--- PROVIDED TEXT ---
= = = = =

According to Dan Glaser, CEO of Oliver Wyman parent Marsh McLennan, Studer has not just led many of the firm’s practices, but he “has been a leading voice for change and a major driver of our Inclusion and Diversity agenda”.

Delphine Bourrilly to lead Kearney in France

Seasoned consultant Delphine Bourrilly has been appointed leader of consulting firm Kearney for France, one of the firm’s larger locations in Europe, becoming fifth head of the Paris office. Having been with Kearney for more than a decade, most recently leading the Leadership, Change and Organisation practice across Europe, Bourrilly has an array of client successes under her consulting belt, including overseeing an operating model transformation at a large retailer. Prior to this, she spent five years at UBS. According to Geir Olsen, Head of Europe at Kearney, Bourrilly’s “talent, energy and charisma will be critical in leading Kearney through its next growth phase in France”.

= = = = =

--- DATA EXTRACT ---
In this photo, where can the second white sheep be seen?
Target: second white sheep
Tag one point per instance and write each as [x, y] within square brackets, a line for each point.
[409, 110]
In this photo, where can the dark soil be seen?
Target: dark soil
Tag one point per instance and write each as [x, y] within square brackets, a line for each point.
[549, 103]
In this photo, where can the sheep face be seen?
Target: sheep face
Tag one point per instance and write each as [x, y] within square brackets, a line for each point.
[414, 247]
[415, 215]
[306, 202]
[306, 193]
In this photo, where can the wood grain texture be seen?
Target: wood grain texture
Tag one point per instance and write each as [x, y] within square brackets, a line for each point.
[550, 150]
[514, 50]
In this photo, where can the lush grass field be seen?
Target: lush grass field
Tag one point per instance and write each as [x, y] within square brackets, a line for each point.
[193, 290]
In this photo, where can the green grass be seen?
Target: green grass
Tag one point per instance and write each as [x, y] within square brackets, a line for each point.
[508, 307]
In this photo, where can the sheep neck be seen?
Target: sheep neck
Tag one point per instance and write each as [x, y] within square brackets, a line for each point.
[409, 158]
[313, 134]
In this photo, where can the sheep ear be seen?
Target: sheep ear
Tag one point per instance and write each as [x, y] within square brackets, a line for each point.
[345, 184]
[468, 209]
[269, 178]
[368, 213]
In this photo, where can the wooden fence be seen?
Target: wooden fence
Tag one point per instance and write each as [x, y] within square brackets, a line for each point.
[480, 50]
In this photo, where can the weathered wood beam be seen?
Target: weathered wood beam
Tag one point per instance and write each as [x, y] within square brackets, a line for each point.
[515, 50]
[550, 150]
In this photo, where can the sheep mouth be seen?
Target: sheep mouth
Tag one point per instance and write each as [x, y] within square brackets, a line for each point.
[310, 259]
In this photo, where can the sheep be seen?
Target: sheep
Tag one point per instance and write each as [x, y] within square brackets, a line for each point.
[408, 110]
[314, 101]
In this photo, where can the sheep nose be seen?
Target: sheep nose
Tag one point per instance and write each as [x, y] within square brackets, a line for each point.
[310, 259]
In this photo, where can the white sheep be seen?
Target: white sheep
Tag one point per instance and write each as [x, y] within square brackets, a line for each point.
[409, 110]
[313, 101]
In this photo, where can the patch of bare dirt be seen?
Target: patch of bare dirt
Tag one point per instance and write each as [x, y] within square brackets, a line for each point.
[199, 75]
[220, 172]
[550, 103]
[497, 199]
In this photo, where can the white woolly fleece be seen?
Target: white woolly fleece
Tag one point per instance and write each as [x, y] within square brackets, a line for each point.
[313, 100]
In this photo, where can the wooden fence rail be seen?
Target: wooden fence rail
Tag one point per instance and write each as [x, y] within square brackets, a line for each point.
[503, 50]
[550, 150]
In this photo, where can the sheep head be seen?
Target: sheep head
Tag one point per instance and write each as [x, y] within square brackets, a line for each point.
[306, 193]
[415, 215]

= = = = =

--- TO DO ---
**A.** In the consulting appointments text, which firm did Delphine Bourrilly work at before joining Kearney?
**B.** Continue the consulting appointments text from its last sentence.

--- ANSWER SET ---
**A.** She spent five years at UBS.

**B.**
Roland Villinger becomes head of corporate and product strategy, Skoda Auto

A consulting veteran, Roland Villinger has been appointed head of Skoda Auto’s corporate and product strategy, a newly created area for the Czech car manufacturer that combines two departments. Described by Skoda’s CEO Thomas Schafer as “an international experienced leader and proven digital expert”, Villinger most recently oversaw the implementation of Volkswagen Group strategy and was also previously chief strategy officer and chief digital officer at Audi AG. Prior to this, he spent 25 years at consultancy McKinsey including serving as a senior partner and running McKinsey’s operations in the APAC region.

Hanan Alowain promoted to Partner, public sector, KPMG

Becoming the second Saudi female partner in the history of KPMG, Hanan Alowain has been promoted to Partner in the firm’s Public Sector function. With 14 years of experience in human capital and social development in the Kingdom, including the last three and a half years at KPMG, Alowain is a Harvard Business School graduate with extensive experience both in the public sector, as director of research and development for the Saudi government’s Ministry of Labour, and the private sector, including as a partner at investment & development group Eradah.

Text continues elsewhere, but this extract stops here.